In the listing below, copy out the lines beginning with the line that contains "point: pancake browned" and ending with the line that contains "column 309, row 628", including both of those lines.

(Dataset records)
*****
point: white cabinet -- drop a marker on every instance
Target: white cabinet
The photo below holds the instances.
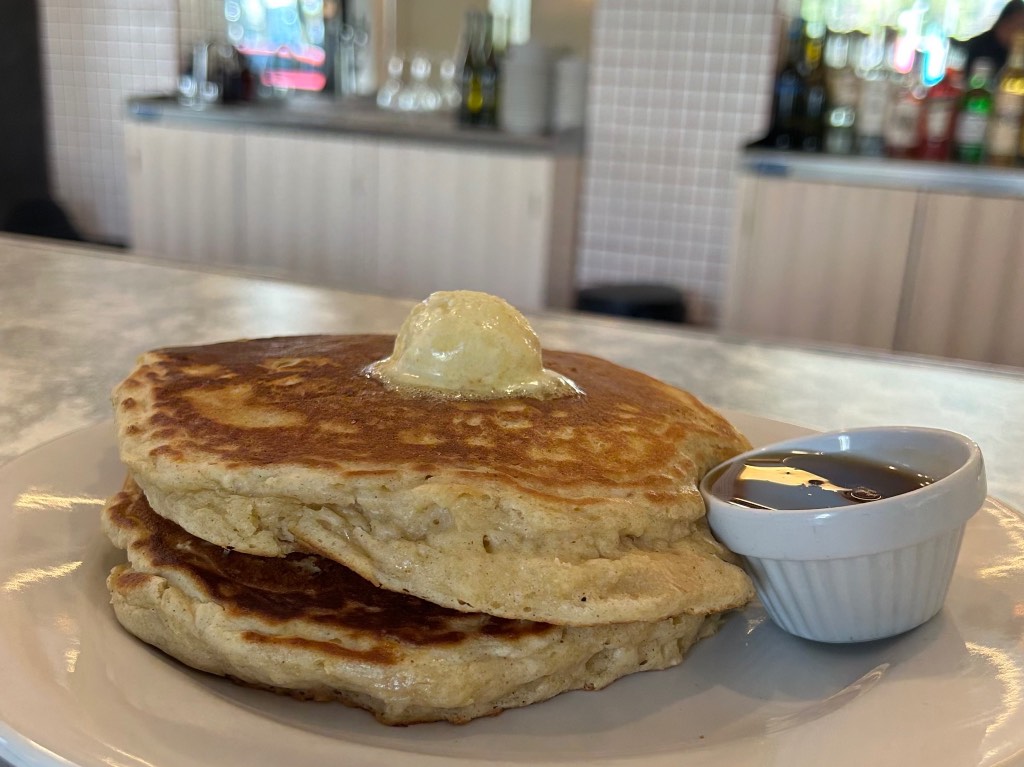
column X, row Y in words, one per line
column 464, row 218
column 309, row 210
column 890, row 268
column 184, row 188
column 818, row 262
column 357, row 212
column 966, row 292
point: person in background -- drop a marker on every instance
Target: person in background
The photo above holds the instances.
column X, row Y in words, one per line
column 994, row 44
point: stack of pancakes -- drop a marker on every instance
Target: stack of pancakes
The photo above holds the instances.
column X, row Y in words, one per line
column 294, row 524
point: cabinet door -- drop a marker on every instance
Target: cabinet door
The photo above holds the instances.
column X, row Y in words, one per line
column 818, row 261
column 453, row 219
column 966, row 281
column 310, row 208
column 183, row 187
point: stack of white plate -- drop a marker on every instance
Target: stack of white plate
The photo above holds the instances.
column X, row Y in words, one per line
column 524, row 89
column 568, row 101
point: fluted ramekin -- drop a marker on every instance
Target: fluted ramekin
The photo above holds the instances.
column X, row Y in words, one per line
column 866, row 571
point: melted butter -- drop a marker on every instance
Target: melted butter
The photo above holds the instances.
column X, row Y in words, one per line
column 464, row 344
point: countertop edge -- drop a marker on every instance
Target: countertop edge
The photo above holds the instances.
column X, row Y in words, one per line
column 355, row 118
column 884, row 172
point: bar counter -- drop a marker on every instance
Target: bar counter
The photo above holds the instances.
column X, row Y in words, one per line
column 74, row 318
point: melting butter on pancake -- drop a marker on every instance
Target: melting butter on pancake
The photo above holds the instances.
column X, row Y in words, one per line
column 310, row 628
column 574, row 510
column 471, row 345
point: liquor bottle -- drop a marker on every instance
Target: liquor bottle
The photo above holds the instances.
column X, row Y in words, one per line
column 841, row 83
column 872, row 94
column 975, row 110
column 1003, row 139
column 787, row 96
column 471, row 105
column 487, row 71
column 811, row 107
column 902, row 132
column 938, row 120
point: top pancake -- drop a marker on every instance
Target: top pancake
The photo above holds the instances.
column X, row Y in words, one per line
column 572, row 510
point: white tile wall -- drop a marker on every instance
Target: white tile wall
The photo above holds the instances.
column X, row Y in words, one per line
column 95, row 54
column 677, row 87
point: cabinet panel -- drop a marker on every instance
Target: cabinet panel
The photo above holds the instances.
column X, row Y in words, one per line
column 360, row 213
column 183, row 189
column 459, row 219
column 821, row 262
column 310, row 206
column 966, row 287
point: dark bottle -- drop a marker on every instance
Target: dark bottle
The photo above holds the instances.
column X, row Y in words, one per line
column 471, row 105
column 787, row 98
column 813, row 104
column 488, row 74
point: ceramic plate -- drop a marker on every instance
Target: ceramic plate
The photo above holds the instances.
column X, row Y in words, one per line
column 75, row 688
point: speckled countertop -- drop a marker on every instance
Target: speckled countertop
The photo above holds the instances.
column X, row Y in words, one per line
column 73, row 320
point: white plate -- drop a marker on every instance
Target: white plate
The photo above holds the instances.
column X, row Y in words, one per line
column 74, row 686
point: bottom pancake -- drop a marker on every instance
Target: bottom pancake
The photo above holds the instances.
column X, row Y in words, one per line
column 310, row 628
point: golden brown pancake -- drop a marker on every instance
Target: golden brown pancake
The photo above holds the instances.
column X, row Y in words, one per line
column 573, row 510
column 308, row 627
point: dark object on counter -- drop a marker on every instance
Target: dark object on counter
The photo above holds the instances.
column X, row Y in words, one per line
column 24, row 171
column 642, row 301
column 41, row 218
column 994, row 43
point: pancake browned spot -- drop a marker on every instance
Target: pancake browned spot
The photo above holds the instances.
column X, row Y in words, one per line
column 517, row 507
column 309, row 628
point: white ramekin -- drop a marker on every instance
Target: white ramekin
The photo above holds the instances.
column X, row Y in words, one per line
column 866, row 571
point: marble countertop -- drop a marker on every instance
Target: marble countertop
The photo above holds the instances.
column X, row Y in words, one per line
column 73, row 321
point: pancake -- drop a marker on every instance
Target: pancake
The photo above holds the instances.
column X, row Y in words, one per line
column 574, row 510
column 308, row 627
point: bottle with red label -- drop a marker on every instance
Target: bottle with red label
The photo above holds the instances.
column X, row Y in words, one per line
column 938, row 115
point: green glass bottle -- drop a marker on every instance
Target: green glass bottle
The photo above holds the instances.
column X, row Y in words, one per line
column 975, row 111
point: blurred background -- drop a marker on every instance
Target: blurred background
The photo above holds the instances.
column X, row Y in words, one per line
column 670, row 93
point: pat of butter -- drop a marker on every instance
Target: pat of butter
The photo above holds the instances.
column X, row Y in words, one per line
column 470, row 345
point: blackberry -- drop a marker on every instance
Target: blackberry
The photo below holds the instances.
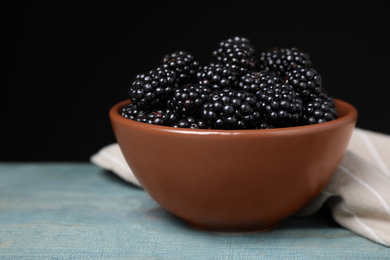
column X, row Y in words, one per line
column 319, row 108
column 279, row 103
column 183, row 64
column 163, row 116
column 152, row 89
column 255, row 82
column 190, row 122
column 283, row 60
column 305, row 81
column 231, row 109
column 218, row 76
column 236, row 51
column 188, row 99
column 238, row 42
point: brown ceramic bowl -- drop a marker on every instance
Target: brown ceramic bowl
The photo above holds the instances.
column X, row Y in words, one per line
column 234, row 180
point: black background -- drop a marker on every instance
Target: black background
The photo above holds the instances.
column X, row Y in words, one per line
column 67, row 64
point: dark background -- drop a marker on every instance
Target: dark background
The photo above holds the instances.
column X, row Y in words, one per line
column 67, row 64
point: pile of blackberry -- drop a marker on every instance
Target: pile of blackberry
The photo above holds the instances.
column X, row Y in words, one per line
column 238, row 89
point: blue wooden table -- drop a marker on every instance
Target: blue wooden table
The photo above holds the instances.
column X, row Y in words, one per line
column 79, row 211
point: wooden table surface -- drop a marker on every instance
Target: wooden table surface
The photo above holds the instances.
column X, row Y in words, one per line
column 79, row 211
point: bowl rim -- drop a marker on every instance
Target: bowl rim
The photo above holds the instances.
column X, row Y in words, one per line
column 349, row 117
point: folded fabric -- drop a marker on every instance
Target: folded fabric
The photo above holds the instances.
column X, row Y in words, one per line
column 358, row 195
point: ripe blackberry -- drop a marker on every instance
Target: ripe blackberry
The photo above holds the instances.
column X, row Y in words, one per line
column 231, row 109
column 183, row 64
column 190, row 122
column 152, row 89
column 188, row 100
column 162, row 116
column 279, row 103
column 255, row 82
column 319, row 108
column 237, row 51
column 305, row 81
column 238, row 42
column 218, row 76
column 283, row 60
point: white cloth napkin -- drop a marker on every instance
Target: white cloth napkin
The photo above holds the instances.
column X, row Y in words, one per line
column 358, row 194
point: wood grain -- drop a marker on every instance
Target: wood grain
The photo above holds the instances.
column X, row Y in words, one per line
column 79, row 211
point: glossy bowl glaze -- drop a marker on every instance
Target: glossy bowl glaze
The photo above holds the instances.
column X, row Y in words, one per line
column 234, row 180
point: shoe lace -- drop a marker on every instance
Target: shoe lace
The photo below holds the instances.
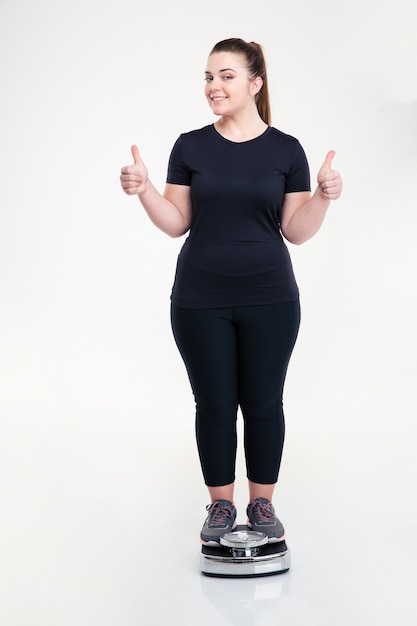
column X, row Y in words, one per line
column 263, row 512
column 219, row 513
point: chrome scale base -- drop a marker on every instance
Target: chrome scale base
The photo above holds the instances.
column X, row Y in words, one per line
column 245, row 553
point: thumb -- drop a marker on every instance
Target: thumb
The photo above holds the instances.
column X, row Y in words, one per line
column 327, row 165
column 135, row 154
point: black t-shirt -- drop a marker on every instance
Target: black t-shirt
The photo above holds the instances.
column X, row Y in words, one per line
column 234, row 254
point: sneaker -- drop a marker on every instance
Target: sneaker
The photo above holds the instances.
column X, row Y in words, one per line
column 262, row 518
column 221, row 519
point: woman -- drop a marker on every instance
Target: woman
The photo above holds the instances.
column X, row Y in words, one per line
column 237, row 186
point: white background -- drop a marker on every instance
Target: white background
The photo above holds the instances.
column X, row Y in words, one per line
column 100, row 489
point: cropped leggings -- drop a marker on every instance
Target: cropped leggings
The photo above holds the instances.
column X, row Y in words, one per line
column 238, row 357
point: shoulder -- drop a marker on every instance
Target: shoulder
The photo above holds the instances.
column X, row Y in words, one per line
column 196, row 135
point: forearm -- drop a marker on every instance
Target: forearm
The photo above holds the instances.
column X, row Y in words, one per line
column 162, row 212
column 307, row 220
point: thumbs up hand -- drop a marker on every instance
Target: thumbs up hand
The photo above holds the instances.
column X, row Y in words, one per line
column 329, row 181
column 134, row 177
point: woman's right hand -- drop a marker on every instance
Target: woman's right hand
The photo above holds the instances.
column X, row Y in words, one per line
column 134, row 177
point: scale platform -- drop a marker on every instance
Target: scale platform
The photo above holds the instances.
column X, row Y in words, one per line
column 245, row 553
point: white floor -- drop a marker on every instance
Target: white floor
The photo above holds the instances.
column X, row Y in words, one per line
column 100, row 528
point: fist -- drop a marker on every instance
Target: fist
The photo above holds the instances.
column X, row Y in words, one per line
column 329, row 181
column 134, row 177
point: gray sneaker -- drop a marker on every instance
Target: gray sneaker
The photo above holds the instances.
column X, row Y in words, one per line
column 262, row 518
column 221, row 519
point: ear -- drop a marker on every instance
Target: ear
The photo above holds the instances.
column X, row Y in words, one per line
column 256, row 85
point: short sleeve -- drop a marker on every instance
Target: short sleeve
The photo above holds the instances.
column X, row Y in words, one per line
column 298, row 178
column 178, row 172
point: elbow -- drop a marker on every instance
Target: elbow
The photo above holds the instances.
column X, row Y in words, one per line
column 294, row 239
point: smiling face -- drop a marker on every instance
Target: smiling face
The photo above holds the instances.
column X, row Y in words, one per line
column 229, row 88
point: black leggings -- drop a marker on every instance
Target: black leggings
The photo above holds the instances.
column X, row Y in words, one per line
column 238, row 357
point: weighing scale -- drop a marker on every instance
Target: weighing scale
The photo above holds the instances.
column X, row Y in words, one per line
column 245, row 553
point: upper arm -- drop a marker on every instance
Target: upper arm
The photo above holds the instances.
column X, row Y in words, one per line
column 292, row 203
column 180, row 197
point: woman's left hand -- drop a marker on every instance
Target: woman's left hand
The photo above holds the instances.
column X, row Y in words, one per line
column 329, row 181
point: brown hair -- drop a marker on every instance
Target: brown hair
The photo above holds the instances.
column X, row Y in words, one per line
column 255, row 60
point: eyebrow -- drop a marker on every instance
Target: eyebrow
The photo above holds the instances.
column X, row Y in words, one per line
column 226, row 69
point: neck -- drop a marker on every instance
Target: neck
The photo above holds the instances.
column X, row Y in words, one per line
column 240, row 129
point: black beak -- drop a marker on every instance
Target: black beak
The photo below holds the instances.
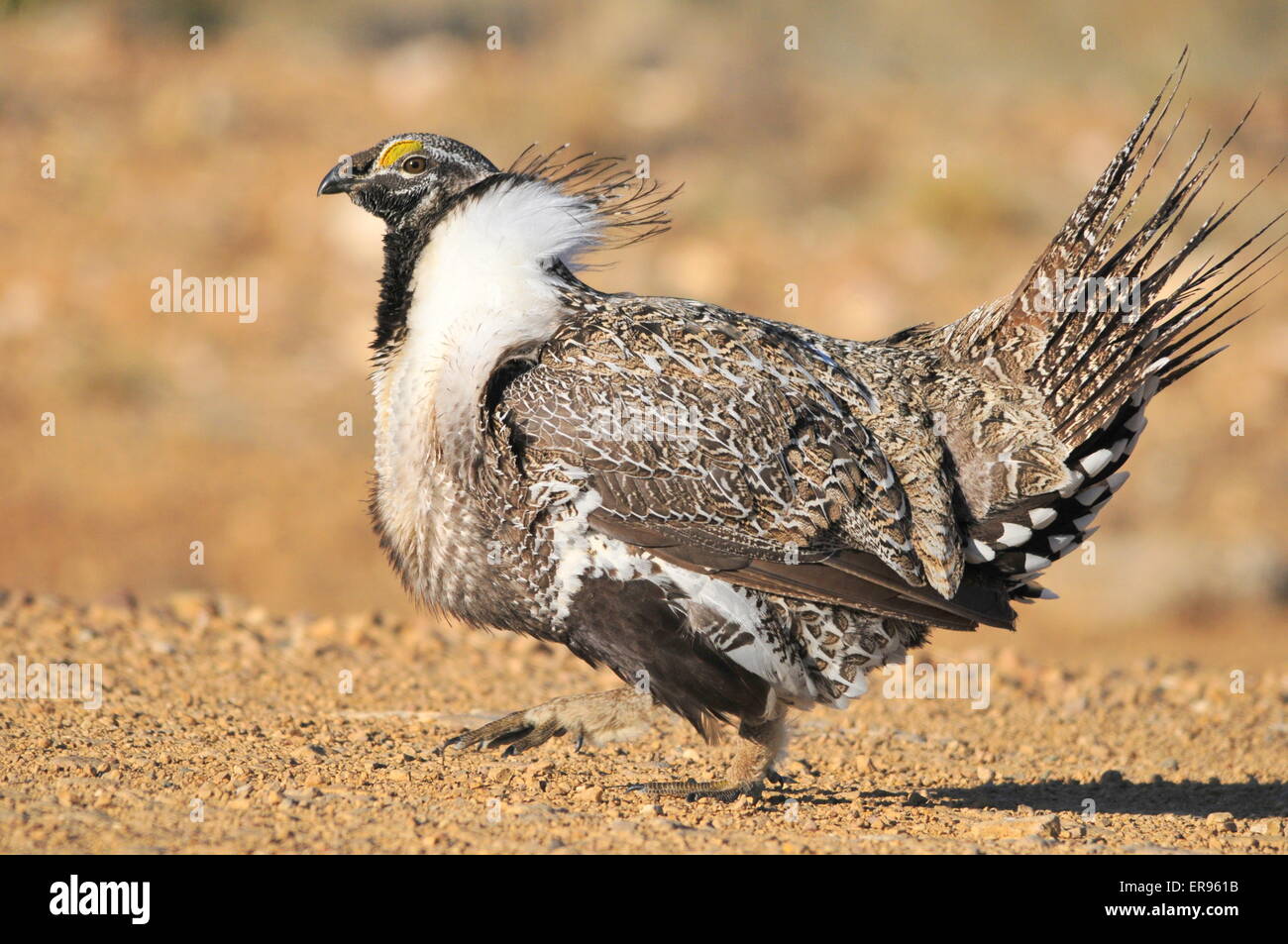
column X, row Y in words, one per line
column 339, row 179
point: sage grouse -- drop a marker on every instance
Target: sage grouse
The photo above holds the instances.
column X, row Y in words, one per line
column 738, row 515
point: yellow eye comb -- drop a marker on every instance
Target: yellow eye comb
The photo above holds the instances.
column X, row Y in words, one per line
column 397, row 150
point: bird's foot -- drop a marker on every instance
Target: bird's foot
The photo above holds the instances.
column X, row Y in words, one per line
column 593, row 719
column 761, row 745
column 725, row 790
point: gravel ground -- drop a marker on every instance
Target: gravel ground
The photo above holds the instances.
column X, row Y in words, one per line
column 230, row 729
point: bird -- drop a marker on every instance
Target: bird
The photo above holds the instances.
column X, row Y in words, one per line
column 742, row 517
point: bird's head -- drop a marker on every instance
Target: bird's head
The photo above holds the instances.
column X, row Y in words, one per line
column 407, row 176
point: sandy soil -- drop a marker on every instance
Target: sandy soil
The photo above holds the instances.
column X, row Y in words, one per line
column 224, row 729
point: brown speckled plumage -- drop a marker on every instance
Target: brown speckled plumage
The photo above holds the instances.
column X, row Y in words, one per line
column 733, row 513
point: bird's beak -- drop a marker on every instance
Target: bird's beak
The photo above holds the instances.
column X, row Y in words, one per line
column 339, row 179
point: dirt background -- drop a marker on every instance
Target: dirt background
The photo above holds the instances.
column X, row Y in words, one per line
column 807, row 167
column 228, row 729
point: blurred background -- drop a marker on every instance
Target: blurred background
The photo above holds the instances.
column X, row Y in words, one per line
column 807, row 166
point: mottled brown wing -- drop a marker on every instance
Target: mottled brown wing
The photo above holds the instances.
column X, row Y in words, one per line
column 724, row 452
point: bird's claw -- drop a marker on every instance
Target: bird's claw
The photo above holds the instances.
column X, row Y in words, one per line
column 516, row 732
column 691, row 789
*****
• **Exercise result**:
point: pancake browned spot -- drop a marker on every instance
Target: pancake browned spot
The photo above holds the instances.
column X, row Y in words, one per line
column 517, row 507
column 309, row 628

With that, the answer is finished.